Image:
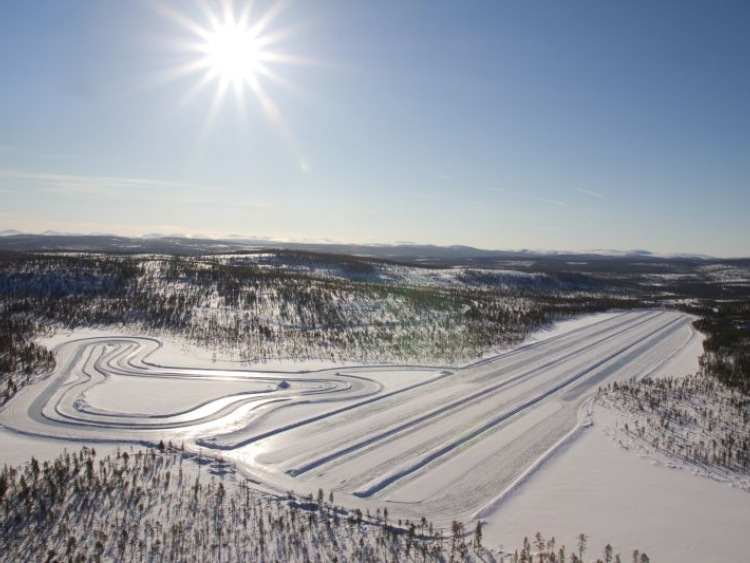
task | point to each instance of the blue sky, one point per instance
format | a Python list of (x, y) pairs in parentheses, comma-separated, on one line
[(543, 125)]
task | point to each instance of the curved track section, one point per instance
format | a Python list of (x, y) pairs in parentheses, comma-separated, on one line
[(441, 442)]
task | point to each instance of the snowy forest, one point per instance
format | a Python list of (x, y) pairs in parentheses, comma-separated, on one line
[(166, 504)]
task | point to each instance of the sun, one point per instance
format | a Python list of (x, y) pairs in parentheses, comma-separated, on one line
[(232, 49), (237, 50), (233, 54)]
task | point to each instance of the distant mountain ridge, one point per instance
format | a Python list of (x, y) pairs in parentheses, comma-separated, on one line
[(12, 240)]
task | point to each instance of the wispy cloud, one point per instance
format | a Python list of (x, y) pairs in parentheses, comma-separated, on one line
[(145, 189), (592, 193), (553, 202)]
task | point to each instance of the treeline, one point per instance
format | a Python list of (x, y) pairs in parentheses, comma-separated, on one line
[(257, 311), (696, 418), (727, 344), (20, 357), (158, 505)]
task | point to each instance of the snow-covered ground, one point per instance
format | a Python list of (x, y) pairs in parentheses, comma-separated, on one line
[(508, 440)]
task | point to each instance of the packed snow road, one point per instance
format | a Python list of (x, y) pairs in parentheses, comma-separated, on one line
[(415, 440)]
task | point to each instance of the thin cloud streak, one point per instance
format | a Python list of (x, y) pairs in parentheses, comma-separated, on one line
[(147, 189), (591, 193), (553, 202)]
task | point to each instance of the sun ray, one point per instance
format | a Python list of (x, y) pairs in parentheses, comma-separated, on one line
[(237, 50)]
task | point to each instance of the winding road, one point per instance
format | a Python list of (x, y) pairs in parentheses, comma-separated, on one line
[(443, 442)]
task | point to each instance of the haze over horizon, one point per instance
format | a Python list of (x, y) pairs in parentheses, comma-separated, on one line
[(558, 126)]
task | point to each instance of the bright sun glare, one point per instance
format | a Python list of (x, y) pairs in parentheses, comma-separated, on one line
[(231, 49), (233, 53), (234, 49)]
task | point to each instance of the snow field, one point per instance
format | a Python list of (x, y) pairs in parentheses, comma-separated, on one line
[(448, 445)]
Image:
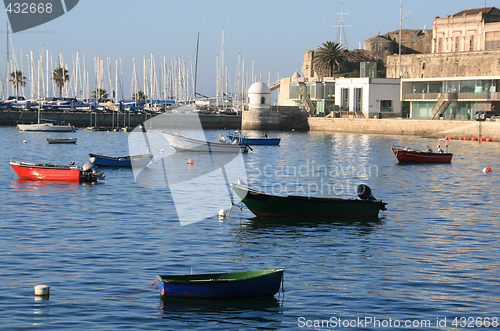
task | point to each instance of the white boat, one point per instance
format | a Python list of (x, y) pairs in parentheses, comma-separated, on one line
[(61, 140), (182, 144)]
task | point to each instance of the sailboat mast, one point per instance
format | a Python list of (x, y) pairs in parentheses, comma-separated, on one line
[(196, 64), (7, 69)]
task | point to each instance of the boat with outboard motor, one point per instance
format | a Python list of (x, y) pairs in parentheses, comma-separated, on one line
[(56, 172)]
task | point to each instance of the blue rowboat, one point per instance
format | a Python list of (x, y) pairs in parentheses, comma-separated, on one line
[(123, 161), (243, 139), (222, 285)]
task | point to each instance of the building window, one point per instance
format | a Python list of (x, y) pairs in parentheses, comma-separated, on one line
[(358, 99), (386, 106), (457, 44), (492, 40), (344, 101)]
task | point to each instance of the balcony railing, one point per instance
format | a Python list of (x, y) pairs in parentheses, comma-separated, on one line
[(467, 96)]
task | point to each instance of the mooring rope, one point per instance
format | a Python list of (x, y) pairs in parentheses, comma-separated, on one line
[(152, 284)]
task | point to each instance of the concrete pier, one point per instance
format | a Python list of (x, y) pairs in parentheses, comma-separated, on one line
[(422, 128), (85, 119)]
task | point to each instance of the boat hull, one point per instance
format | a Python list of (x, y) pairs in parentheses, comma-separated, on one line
[(412, 156), (48, 172), (266, 205), (46, 127), (254, 141), (186, 144), (226, 285), (124, 161)]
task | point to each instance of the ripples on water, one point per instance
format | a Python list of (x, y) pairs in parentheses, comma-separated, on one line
[(434, 252)]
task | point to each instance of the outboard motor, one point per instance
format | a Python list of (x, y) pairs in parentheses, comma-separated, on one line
[(88, 166), (365, 192)]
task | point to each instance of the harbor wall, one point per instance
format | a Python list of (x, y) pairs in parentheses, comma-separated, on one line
[(422, 128), (85, 119)]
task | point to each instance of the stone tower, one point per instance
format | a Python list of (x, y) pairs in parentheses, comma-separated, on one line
[(259, 115)]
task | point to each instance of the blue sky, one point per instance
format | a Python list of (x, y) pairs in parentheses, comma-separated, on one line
[(274, 33)]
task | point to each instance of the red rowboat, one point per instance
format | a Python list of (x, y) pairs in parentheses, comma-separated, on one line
[(53, 172), (405, 154)]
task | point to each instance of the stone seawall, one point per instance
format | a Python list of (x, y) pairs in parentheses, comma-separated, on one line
[(423, 128), (85, 119)]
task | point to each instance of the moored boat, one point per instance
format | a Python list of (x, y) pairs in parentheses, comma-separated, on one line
[(222, 285), (55, 172), (122, 161), (268, 205), (46, 127), (61, 140), (243, 139), (183, 144), (410, 155)]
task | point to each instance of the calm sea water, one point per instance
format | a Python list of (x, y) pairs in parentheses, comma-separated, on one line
[(434, 254)]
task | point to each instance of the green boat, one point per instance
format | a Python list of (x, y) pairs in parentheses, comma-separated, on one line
[(222, 285), (266, 205)]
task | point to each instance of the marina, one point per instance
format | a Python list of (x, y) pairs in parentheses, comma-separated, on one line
[(420, 257)]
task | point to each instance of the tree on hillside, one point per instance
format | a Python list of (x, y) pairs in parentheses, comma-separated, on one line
[(17, 78), (99, 93), (331, 56), (139, 96), (60, 76)]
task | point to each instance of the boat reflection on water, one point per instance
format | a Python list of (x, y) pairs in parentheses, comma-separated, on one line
[(248, 311), (46, 188)]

----------------------------------------

> _Request_
Please copy the records above word for word, from the line with "task | point to each instance of the bright" up to and including the line with "[(56, 172)]", leaving out any pictures. Output only those lines.

> _Result of this exercise_
task | point to each instance of the bright sun glare, one point per instance
format | a Python list of (x, y) pairs in parentheses, comma-separated, on one line
[(231, 49), (233, 53), (234, 49)]
task | point to each instance of the snow field, one point per instance
format | a Python list of (x, y) pairs in parentheses, comma-separated, on one line
[(448, 445)]
Image:
task | point to each instance of the white boat, one point per instance
format | a Python list of (x, y) pairs in parentheses, comma-separated, on one line
[(61, 140), (182, 144)]
task | point to each instance of the sailboat mast, one point per instance
format | a Python list of (x, y) pairs in parentheses, comma-separated, on one line
[(196, 64), (7, 69)]
task | point to each instance of the boat with outboard motor, one point per instance
format | a Python list of (x, y) pairs in parentheses, comma-separated, on one line
[(56, 172)]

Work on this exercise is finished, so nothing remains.